Begin

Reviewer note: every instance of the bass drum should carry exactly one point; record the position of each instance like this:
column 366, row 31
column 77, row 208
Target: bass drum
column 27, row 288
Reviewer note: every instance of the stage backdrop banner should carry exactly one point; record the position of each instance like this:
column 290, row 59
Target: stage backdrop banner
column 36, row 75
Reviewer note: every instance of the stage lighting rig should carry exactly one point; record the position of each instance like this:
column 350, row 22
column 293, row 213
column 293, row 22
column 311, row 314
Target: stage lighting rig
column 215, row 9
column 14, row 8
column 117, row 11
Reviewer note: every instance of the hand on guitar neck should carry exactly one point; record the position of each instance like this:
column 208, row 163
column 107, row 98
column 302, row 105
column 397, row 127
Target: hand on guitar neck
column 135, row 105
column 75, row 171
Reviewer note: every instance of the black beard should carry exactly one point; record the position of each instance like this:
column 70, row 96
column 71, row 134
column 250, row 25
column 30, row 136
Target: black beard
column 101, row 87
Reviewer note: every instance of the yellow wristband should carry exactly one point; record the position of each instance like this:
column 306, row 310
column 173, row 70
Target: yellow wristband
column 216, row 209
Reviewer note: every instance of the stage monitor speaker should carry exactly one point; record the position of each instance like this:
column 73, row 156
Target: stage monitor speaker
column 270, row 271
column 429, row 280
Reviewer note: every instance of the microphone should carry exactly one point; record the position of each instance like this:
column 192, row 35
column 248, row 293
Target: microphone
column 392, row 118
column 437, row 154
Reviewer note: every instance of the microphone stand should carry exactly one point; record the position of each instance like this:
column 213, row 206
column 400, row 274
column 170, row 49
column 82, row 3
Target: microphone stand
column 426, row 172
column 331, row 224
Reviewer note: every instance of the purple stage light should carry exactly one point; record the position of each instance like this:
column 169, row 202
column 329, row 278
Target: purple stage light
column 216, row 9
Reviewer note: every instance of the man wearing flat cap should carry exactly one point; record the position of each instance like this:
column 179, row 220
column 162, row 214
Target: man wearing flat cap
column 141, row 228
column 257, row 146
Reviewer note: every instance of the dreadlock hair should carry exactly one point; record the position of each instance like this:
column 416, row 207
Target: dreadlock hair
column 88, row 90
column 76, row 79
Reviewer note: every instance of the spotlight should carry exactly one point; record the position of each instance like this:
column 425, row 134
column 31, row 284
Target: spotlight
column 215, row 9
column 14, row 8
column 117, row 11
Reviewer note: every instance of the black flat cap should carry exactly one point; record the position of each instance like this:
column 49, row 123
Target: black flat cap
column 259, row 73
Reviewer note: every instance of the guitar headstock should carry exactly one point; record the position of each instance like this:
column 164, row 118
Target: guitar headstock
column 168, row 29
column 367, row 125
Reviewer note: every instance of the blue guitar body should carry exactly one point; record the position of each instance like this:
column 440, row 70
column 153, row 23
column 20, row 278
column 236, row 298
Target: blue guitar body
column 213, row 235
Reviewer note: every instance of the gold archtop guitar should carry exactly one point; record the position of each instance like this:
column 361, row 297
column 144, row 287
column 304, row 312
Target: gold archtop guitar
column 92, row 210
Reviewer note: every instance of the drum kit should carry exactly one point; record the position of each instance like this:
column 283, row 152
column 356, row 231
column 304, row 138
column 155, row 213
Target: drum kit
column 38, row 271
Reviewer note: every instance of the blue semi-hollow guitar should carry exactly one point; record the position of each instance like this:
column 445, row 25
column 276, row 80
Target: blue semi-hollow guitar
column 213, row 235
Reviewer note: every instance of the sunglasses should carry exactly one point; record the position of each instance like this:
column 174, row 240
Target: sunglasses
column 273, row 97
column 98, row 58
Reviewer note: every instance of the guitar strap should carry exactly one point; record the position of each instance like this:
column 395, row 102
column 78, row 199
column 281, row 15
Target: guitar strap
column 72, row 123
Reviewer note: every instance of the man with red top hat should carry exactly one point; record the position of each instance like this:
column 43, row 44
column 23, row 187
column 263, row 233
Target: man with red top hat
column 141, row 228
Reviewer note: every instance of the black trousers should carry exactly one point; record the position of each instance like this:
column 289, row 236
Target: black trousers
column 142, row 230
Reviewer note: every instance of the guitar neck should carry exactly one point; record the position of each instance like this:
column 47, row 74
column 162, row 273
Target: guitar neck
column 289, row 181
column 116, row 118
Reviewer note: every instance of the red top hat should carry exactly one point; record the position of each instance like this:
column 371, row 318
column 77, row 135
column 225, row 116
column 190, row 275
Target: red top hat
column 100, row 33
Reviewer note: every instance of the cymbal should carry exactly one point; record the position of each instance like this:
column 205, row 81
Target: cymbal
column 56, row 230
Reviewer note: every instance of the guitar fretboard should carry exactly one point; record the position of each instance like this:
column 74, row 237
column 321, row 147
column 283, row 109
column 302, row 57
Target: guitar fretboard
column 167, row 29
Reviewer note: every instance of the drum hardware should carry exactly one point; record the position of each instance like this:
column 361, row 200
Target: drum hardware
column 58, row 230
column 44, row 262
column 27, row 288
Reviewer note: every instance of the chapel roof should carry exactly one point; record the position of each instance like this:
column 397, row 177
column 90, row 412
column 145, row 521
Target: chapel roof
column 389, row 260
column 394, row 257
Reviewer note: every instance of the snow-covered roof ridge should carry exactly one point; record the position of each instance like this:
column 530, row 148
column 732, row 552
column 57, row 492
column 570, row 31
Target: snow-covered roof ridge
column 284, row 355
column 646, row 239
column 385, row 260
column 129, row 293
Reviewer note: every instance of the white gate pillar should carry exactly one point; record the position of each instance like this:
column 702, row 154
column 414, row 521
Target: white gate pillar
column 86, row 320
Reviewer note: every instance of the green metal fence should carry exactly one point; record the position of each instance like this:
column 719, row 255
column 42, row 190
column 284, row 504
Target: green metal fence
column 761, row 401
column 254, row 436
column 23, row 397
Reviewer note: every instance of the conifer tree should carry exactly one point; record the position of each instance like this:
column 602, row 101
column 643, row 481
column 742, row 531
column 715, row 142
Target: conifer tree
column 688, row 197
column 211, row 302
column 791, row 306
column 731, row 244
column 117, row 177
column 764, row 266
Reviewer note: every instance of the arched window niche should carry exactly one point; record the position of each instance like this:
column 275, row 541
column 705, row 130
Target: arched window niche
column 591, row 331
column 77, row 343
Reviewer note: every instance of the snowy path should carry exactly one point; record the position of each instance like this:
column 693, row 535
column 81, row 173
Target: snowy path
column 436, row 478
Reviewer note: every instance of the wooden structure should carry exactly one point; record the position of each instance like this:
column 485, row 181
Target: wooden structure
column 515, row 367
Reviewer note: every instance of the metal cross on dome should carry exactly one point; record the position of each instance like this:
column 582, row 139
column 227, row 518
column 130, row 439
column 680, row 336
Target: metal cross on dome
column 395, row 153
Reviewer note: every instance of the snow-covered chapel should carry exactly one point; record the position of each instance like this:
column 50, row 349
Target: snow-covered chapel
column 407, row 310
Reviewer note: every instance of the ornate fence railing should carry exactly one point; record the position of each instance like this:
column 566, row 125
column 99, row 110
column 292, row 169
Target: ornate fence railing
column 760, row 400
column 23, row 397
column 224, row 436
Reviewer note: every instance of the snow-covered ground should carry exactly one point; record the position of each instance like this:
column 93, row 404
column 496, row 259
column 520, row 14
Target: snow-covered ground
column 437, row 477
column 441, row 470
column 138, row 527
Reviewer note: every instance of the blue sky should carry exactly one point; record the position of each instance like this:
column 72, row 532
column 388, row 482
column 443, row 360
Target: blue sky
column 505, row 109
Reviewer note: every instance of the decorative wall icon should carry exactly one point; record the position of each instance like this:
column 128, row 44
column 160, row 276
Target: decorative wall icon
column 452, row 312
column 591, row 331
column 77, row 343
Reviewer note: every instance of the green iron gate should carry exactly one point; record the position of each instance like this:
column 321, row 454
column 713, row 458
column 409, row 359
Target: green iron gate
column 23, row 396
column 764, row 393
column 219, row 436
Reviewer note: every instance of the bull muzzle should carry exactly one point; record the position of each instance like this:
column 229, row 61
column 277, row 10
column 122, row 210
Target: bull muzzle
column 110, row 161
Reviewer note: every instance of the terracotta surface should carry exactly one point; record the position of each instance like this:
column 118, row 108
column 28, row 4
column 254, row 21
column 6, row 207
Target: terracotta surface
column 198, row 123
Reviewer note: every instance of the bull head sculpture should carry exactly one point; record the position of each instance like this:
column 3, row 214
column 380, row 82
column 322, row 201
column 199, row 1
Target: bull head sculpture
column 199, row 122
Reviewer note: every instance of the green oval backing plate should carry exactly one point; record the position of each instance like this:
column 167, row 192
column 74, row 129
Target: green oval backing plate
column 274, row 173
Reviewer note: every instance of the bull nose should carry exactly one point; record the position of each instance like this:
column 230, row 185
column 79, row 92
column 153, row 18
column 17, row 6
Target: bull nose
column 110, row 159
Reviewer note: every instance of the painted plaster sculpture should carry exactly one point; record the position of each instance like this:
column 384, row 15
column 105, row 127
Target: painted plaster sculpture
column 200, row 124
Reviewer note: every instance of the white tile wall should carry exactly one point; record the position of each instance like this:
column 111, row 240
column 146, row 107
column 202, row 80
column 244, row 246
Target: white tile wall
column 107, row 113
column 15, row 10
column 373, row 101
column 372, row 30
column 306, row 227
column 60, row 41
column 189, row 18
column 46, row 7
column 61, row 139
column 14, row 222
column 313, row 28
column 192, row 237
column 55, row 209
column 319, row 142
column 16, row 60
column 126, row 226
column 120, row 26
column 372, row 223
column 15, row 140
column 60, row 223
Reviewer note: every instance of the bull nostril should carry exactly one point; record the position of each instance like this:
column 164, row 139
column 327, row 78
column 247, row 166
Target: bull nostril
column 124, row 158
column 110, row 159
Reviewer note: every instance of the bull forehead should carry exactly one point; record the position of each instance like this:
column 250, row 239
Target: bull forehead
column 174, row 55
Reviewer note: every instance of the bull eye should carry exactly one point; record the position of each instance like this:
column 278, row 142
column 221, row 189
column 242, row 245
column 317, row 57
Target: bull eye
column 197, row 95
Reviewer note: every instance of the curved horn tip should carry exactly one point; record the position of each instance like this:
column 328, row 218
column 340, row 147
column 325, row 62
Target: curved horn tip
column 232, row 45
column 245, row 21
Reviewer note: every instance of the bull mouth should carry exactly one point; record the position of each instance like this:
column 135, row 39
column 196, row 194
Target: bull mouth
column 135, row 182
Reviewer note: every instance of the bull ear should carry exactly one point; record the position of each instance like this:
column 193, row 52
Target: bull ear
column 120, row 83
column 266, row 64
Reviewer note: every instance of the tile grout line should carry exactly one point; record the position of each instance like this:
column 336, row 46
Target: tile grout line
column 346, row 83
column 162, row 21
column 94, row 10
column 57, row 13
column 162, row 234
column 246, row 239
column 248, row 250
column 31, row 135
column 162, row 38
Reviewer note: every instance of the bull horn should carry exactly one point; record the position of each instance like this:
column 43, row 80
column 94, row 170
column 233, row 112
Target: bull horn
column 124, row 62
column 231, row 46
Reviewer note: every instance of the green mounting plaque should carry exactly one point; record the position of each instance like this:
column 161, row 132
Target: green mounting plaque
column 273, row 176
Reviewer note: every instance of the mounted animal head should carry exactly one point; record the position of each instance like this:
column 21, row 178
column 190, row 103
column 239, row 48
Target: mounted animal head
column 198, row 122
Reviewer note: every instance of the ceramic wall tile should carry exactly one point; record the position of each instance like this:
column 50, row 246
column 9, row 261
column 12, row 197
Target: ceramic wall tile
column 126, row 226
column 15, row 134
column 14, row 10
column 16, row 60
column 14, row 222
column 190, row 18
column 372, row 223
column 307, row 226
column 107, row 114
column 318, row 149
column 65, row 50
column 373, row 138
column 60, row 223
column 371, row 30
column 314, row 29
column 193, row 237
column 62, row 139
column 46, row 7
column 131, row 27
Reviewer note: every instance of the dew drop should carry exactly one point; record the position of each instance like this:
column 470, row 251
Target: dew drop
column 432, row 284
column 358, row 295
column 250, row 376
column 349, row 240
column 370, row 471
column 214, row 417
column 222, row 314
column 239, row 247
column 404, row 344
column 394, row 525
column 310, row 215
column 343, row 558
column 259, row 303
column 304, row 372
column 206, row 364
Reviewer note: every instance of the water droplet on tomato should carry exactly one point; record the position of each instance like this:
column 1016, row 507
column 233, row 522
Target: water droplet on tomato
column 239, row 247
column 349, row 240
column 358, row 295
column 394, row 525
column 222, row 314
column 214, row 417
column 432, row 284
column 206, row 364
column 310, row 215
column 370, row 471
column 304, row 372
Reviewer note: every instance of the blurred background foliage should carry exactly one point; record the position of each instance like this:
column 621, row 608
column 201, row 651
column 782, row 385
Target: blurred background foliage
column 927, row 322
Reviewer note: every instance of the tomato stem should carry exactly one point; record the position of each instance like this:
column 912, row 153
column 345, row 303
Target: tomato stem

End

• [Given exercise] Please copy out the data above again, unchanged, from the line that contains "Reviewer note: every instance of the ornate" through the line that contains "column 199, row 122", including both of those lines.

• [Response]
Reviewer note: every instance of the ornate fence railing should carry exactly one point; record the position of each instance like this:
column 566, row 125
column 99, row 110
column 292, row 169
Target: ornate fence railing
column 760, row 400
column 23, row 397
column 224, row 436
Reviewer note: every instance of the snow-covered ground should carry exactly one point; record the position of each instance like this:
column 93, row 404
column 496, row 259
column 520, row 14
Target: snow-covered ground
column 437, row 477
column 441, row 470
column 138, row 527
Reviewer note: every instance of the blue sky should carry exactly one point; record the position of each instance like this:
column 72, row 532
column 388, row 482
column 443, row 360
Target: blue sky
column 505, row 109
Reviewer note: every instance of the decorative wall icon should carry exactly one point; record the position of each instance like this:
column 128, row 44
column 160, row 276
Target: decorative wall icon
column 452, row 312
column 591, row 331
column 77, row 343
Reviewer note: every instance of the green iron gate should carry exactly one point; record the position of each instance like this:
column 321, row 454
column 713, row 458
column 409, row 359
Target: green iron gate
column 23, row 396
column 764, row 393
column 219, row 436
Reviewer note: every instance of the bull muzzle should carry exactly one point; record the position of each instance like this:
column 229, row 61
column 277, row 10
column 122, row 210
Target: bull muzzle
column 110, row 161
Reviewer note: every instance of the terracotta surface should carry exactly one point; record the position of each instance like this:
column 118, row 108
column 28, row 4
column 254, row 21
column 6, row 207
Target: terracotta surface
column 198, row 123
Reviewer note: every instance of the bull head sculpture should carry exactly one point; record the position of each instance like this:
column 3, row 214
column 380, row 82
column 322, row 201
column 199, row 1
Target: bull head sculpture
column 199, row 122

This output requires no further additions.